* Listing
========================================

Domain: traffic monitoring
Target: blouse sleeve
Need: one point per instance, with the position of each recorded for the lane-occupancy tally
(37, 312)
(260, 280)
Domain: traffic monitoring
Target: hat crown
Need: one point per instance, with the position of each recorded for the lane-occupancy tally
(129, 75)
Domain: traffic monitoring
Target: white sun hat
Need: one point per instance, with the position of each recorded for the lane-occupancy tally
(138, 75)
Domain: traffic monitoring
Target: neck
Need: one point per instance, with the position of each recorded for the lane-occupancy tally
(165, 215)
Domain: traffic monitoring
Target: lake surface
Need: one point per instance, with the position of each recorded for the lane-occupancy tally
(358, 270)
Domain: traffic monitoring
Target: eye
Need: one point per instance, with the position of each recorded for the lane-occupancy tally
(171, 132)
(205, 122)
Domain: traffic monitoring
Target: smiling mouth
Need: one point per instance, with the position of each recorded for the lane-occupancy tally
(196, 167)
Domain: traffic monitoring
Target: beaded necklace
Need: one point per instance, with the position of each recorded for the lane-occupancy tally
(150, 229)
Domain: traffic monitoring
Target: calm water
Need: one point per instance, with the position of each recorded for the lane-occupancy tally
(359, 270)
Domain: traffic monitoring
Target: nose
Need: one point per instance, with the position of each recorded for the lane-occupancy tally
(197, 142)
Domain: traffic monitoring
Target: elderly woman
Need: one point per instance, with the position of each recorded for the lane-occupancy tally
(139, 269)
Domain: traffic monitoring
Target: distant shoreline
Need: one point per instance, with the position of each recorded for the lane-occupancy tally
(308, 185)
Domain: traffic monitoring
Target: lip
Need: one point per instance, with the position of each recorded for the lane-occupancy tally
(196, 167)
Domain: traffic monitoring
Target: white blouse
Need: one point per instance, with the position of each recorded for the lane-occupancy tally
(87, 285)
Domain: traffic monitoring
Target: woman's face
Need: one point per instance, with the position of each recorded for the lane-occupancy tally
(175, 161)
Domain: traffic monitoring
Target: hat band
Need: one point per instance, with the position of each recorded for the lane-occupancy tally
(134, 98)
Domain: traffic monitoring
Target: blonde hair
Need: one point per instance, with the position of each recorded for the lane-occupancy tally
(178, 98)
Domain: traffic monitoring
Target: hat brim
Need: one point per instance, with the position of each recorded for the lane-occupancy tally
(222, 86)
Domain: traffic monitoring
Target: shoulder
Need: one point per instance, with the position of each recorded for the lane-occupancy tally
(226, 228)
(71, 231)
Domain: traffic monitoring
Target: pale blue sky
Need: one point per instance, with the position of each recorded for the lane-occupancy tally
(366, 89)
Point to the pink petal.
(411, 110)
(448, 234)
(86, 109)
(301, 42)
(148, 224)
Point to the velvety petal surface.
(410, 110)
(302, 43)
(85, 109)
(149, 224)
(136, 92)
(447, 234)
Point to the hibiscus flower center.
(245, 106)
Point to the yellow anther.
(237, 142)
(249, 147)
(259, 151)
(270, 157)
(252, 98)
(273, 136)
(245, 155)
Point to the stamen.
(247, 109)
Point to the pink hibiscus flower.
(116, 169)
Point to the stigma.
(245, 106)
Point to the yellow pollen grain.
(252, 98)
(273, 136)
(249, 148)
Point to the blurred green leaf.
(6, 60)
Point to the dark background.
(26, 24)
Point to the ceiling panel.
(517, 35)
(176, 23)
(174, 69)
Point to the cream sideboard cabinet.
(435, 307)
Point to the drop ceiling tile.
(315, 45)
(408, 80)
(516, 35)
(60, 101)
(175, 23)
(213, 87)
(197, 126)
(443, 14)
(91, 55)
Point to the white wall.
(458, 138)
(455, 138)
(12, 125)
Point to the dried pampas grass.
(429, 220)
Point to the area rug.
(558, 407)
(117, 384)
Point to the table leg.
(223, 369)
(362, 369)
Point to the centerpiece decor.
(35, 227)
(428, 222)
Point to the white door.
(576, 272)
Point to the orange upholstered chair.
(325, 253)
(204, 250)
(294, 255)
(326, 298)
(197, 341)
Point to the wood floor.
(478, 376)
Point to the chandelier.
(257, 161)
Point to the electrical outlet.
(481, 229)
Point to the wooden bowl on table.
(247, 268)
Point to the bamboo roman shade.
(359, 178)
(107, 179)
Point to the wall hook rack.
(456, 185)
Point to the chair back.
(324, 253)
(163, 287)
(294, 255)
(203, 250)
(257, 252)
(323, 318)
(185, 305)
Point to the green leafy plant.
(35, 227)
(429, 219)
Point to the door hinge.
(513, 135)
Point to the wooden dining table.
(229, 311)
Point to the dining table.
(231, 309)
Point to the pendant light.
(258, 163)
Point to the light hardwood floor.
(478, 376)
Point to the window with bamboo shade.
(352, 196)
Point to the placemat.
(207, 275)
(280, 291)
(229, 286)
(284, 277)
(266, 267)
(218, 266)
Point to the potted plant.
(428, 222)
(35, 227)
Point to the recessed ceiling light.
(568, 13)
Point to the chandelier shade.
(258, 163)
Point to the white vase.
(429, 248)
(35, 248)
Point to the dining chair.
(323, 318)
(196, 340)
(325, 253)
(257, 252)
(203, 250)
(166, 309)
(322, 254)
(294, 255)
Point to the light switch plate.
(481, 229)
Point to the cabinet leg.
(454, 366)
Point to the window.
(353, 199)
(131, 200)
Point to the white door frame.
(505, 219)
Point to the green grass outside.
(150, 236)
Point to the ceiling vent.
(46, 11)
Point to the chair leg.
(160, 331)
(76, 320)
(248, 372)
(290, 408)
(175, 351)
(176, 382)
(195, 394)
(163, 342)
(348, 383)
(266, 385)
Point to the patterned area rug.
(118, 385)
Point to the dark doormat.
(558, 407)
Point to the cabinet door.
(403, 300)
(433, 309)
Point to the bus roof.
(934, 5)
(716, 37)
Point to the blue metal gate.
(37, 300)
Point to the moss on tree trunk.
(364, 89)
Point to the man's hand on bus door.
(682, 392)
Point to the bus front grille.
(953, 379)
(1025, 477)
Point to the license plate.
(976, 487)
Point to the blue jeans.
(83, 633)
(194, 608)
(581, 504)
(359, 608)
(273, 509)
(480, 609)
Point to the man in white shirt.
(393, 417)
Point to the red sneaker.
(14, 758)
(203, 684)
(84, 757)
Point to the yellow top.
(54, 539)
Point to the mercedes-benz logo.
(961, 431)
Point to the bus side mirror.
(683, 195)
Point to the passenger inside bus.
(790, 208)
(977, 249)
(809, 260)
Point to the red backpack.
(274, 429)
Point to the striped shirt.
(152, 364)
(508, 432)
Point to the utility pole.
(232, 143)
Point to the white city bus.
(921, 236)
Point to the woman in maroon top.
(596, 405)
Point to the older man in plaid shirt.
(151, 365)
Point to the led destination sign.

========================================

* Exercise prompt
Render the data as a Markdown table with the columns "Row" and "Text", from the line containing "Point to the green grass outside." through the end of the data, inclusive. Leave out any blank lines.

* Final result
| Row | Text |
|---|---|
| 1 | Point to the green grass outside. |
| 2 | (150, 236) |
| 3 | Point to the ceiling vent. |
| 4 | (46, 11) |
| 5 | Point to the chair leg. |
| 6 | (160, 331) |
| 7 | (76, 320) |
| 8 | (248, 372) |
| 9 | (290, 408) |
| 10 | (175, 351) |
| 11 | (176, 382) |
| 12 | (195, 394) |
| 13 | (163, 342) |
| 14 | (348, 383) |
| 15 | (266, 385) |
| 16 | Point to the patterned area rug. |
| 17 | (118, 385) |
| 18 | Point to the dark doormat. |
| 19 | (558, 407) |
| 20 | Point to the cabinet door. |
| 21 | (403, 300) |
| 22 | (433, 309) |
| 23 | Point to the bus roof. |
| 24 | (934, 5) |
| 25 | (716, 37) |
| 26 | Point to the blue metal gate. |
| 27 | (37, 300) |
| 28 | Point to the moss on tree trunk. |
| 29 | (364, 89) |
| 30 | Point to the man's hand on bus door. |
| 31 | (682, 392) |
| 32 | Point to the bus front grille. |
| 33 | (953, 379) |
| 34 | (1025, 477) |
| 35 | Point to the license plate. |
| 36 | (976, 487) |
| 37 | Point to the blue jeans. |
| 38 | (83, 633) |
| 39 | (194, 608) |
| 40 | (581, 504) |
| 41 | (359, 608) |
| 42 | (273, 509) |
| 43 | (480, 609) |
| 44 | Point to the man in white shirt. |
| 45 | (393, 417) |
| 46 | Point to the red sneaker. |
| 47 | (14, 758) |
| 48 | (203, 684) |
| 49 | (84, 757) |
| 50 | Point to the yellow top. |
| 51 | (54, 539) |
| 52 | Point to the mercedes-benz logo. |
| 53 | (961, 431) |
| 54 | Point to the bus side mirror. |
| 55 | (683, 195) |
| 56 | Point to the passenger inside bus. |
| 57 | (790, 208) |
| 58 | (977, 249) |
| 59 | (809, 260) |
| 60 | Point to the red backpack. |
| 61 | (274, 429) |
| 62 | Point to the striped shirt. |
| 63 | (152, 364) |
| 64 | (508, 432) |
| 65 | Point to the utility pole. |
| 66 | (232, 143) |
| 67 | Point to the white city bus. |
| 68 | (921, 236) |
| 69 | Point to the woman in maroon top. |
| 70 | (596, 405) |
| 71 | Point to the older man in plaid shirt. |
| 72 | (151, 365) |
| 73 | Point to the led destination sign. |